Listado de datos:
============
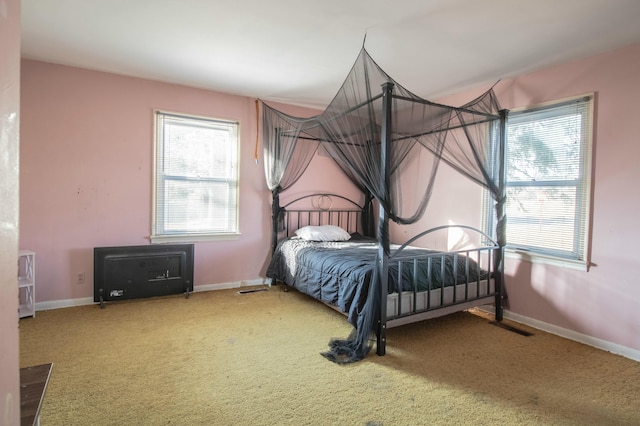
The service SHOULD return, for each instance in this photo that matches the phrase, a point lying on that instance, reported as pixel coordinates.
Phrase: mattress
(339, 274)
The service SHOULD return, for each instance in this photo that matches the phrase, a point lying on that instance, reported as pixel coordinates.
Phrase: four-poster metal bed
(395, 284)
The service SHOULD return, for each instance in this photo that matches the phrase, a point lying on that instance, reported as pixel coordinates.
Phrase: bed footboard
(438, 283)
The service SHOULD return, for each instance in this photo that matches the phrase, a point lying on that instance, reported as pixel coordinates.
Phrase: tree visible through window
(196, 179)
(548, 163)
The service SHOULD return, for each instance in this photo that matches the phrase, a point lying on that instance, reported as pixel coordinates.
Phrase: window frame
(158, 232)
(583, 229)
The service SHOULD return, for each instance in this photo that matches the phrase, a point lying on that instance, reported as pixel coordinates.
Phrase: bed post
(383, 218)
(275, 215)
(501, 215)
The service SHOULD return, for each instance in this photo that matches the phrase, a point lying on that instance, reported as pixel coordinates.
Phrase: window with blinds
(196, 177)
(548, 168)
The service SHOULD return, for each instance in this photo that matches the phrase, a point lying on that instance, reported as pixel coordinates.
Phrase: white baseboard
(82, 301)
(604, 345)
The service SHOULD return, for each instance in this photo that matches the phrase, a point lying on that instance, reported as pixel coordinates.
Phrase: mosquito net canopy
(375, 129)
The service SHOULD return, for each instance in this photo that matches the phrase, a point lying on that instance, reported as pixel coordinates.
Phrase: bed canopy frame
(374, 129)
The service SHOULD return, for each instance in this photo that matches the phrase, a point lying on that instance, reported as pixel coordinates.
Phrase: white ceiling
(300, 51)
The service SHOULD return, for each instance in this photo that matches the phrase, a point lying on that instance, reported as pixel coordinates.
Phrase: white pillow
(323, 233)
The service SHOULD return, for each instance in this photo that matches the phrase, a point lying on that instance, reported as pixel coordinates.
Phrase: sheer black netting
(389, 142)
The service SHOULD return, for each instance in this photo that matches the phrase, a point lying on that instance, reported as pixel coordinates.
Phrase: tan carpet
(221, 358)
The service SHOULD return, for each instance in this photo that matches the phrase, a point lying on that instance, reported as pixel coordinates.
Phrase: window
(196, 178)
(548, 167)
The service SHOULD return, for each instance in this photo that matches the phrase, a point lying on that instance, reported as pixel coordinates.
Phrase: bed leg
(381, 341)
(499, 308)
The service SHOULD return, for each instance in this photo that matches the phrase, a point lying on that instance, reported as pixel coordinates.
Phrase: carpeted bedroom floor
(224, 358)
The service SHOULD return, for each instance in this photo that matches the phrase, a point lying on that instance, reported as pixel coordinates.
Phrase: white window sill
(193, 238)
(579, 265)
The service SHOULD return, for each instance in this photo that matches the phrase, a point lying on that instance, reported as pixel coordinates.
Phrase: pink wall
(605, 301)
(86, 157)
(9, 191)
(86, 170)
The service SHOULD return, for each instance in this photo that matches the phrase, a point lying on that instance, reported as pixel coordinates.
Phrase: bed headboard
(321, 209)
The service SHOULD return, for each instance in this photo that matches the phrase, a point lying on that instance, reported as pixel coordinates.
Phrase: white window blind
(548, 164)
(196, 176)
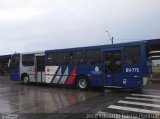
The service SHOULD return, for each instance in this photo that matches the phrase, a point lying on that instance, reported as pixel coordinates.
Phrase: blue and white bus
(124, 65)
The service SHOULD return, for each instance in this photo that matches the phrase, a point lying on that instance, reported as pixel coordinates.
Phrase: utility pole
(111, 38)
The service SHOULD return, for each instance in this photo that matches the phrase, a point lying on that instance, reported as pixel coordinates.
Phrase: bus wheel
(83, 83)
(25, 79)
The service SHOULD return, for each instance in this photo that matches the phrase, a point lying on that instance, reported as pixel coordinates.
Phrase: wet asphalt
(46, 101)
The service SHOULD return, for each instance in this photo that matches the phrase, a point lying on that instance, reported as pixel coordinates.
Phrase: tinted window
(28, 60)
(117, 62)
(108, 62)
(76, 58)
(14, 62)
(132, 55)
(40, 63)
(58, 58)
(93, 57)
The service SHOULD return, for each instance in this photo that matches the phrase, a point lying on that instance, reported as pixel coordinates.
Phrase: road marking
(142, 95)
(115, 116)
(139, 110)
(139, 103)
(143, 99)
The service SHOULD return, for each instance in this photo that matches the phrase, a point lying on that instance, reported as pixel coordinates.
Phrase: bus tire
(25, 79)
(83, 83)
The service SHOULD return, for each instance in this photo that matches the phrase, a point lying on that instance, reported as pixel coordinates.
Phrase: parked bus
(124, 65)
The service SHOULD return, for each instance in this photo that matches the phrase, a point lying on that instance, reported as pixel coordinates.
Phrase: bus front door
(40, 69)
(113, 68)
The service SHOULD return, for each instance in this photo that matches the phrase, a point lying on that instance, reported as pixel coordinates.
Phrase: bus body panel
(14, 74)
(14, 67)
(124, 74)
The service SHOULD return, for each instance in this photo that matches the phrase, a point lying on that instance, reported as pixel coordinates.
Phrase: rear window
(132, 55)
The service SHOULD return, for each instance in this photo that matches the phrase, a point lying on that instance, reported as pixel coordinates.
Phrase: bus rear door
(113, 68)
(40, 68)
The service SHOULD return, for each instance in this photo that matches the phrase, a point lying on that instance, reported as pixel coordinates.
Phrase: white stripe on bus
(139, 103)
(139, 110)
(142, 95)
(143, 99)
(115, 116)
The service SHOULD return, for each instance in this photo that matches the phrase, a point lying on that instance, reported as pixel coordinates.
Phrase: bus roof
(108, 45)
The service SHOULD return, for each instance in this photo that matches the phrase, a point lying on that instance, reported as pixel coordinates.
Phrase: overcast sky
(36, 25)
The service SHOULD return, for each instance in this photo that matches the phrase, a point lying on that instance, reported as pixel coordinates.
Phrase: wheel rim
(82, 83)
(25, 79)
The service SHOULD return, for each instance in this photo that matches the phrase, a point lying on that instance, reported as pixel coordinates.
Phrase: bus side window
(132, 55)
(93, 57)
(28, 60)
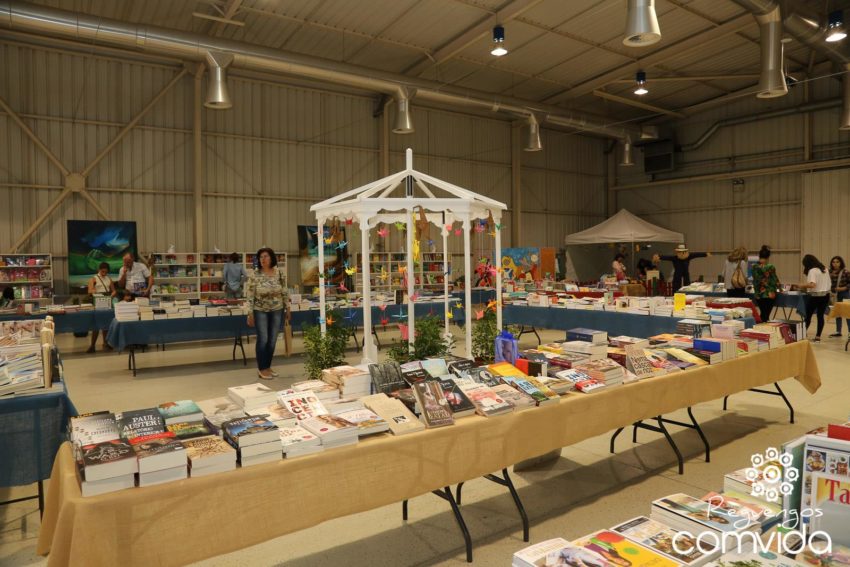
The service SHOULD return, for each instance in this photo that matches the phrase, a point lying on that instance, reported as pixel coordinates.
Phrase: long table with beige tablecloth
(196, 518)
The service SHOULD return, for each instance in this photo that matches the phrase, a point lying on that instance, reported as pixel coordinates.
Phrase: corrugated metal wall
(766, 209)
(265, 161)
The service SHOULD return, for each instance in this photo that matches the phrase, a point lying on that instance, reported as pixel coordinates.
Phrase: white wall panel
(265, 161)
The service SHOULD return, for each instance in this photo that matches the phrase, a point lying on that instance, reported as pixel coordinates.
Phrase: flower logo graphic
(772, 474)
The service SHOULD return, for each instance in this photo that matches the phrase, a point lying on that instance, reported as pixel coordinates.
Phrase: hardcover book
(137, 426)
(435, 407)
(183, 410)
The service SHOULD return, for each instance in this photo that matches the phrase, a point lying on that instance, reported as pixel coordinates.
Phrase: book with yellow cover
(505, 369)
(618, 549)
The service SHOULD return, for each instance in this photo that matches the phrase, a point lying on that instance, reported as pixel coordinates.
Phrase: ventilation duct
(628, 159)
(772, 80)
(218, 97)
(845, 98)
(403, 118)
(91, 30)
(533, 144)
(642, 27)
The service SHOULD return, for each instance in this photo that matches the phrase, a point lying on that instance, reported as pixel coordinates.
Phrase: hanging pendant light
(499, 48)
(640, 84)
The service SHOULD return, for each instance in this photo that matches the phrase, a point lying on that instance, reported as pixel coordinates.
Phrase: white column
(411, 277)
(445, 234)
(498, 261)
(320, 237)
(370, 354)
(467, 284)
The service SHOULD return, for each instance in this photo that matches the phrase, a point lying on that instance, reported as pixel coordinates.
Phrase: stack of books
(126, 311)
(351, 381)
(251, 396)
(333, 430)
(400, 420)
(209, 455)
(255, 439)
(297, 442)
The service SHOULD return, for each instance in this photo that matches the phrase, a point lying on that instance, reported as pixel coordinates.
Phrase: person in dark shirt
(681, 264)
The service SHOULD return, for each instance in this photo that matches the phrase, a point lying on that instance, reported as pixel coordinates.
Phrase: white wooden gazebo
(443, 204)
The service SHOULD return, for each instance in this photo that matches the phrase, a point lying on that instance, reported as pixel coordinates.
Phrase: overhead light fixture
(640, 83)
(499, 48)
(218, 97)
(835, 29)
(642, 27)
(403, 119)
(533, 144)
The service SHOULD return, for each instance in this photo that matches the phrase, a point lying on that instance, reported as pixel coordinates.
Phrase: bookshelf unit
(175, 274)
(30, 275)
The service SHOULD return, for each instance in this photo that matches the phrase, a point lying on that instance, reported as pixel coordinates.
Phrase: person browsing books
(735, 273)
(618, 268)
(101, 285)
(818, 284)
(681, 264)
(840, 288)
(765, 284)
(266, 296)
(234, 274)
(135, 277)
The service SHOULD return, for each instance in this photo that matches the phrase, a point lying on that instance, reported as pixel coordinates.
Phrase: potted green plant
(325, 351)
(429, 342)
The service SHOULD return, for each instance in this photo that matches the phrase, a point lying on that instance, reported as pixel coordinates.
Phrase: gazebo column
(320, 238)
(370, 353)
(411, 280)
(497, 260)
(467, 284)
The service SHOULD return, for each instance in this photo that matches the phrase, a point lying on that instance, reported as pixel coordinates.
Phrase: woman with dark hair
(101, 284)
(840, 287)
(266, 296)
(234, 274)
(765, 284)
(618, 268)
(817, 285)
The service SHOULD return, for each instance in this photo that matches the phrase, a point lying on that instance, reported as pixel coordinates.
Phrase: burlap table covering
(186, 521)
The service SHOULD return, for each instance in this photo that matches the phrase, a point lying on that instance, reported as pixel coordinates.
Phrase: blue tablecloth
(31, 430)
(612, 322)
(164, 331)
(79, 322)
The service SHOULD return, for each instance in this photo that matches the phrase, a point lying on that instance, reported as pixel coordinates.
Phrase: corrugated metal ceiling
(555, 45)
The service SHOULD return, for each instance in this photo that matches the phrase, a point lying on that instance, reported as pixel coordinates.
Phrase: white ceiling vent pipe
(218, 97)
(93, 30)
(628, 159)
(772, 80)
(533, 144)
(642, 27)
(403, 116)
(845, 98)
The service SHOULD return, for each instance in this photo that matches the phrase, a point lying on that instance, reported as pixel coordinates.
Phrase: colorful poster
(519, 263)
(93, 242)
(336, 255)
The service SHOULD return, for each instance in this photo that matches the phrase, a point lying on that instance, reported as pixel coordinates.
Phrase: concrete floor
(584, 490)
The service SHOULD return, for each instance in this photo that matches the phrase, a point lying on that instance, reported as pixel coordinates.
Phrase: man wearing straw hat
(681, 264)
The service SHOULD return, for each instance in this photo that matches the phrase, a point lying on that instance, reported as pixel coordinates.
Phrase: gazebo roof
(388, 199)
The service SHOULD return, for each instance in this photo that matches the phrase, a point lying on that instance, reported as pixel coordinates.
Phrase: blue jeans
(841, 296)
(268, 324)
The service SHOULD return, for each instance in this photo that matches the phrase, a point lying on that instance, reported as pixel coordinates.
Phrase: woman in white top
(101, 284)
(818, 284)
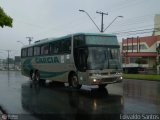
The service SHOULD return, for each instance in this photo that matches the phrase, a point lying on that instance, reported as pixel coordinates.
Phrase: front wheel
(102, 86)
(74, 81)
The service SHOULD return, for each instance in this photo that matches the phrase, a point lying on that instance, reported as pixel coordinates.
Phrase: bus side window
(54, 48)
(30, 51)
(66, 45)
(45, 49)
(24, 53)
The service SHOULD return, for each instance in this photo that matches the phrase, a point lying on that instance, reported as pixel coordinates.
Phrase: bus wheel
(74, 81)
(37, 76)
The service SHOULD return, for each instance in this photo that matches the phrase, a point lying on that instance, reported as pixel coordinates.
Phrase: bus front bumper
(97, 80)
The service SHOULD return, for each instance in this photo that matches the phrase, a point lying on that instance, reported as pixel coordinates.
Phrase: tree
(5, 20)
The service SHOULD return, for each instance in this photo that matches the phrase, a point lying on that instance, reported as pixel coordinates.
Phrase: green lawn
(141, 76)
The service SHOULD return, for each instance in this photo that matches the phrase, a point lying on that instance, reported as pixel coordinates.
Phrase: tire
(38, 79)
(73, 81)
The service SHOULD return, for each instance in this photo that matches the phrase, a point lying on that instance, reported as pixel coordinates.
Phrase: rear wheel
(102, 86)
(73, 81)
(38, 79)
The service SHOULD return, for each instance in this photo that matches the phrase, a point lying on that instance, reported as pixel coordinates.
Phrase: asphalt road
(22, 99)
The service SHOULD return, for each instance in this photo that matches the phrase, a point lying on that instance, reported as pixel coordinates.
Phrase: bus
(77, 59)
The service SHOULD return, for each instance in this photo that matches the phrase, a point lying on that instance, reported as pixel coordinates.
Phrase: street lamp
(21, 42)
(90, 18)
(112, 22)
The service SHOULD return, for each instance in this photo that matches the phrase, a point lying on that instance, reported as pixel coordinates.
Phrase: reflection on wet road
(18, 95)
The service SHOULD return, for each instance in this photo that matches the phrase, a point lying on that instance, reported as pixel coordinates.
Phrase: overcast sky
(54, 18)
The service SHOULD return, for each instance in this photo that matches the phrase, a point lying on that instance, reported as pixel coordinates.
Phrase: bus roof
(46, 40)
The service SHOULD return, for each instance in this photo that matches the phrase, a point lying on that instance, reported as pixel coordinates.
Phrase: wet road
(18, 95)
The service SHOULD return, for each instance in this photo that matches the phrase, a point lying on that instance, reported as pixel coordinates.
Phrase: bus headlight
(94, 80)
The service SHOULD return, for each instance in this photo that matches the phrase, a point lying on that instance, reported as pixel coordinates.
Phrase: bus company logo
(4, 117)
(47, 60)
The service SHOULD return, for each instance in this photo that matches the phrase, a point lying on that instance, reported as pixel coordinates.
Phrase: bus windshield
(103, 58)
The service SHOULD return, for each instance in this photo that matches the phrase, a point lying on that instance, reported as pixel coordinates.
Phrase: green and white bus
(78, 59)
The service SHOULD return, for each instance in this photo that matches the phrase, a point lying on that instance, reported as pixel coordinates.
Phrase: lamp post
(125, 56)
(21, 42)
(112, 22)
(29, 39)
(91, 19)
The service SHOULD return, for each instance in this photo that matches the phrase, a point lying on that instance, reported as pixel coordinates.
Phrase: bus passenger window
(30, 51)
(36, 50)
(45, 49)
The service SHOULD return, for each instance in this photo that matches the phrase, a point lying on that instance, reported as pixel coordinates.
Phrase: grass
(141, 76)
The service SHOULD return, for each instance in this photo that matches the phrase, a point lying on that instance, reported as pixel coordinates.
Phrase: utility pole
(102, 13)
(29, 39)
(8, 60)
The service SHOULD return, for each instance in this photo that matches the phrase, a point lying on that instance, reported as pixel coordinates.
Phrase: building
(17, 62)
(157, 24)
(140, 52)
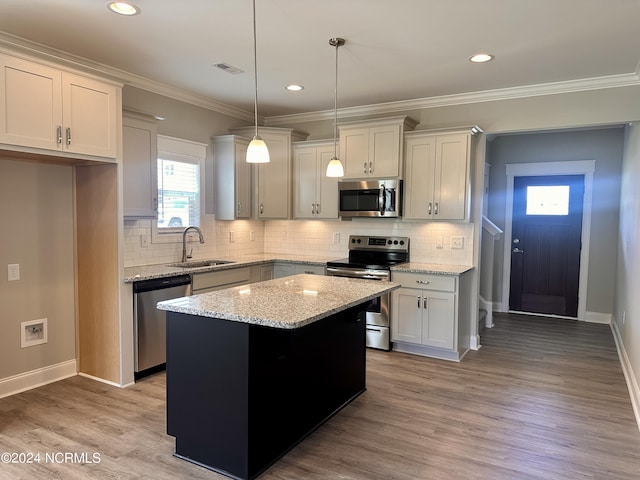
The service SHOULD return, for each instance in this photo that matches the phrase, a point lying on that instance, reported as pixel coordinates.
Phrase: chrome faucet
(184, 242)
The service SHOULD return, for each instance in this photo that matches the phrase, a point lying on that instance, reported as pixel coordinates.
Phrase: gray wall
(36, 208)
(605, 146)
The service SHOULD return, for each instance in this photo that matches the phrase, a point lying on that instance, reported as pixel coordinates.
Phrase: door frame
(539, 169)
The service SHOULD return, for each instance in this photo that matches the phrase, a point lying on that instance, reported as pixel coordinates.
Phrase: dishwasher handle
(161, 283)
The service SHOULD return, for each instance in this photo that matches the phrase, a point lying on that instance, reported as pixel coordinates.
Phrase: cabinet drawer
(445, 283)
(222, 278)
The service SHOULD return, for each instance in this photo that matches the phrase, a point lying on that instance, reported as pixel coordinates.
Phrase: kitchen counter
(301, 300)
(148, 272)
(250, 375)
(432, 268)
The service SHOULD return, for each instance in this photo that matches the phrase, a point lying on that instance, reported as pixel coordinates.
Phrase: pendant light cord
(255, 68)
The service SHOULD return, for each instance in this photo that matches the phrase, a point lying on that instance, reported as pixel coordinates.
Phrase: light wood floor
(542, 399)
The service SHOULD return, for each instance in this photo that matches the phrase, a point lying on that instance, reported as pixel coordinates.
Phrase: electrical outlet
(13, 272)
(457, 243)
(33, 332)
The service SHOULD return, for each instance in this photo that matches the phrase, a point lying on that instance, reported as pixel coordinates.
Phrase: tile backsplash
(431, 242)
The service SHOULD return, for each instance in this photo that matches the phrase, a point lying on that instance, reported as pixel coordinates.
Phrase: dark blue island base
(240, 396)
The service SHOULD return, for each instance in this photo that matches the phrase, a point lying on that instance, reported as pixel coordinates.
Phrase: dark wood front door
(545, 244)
============
Enunciado del problema: Identifique todas las líneas del listado anterior que contengan la palabra "blue" y cópielas íntegras. Se distinguen mayúsculas y minúsculas.

Respuesta:
Phrase: blue and white bus
Phrase: blue tablecloth
Phrase: blue jeans
Phrase: dark blue island base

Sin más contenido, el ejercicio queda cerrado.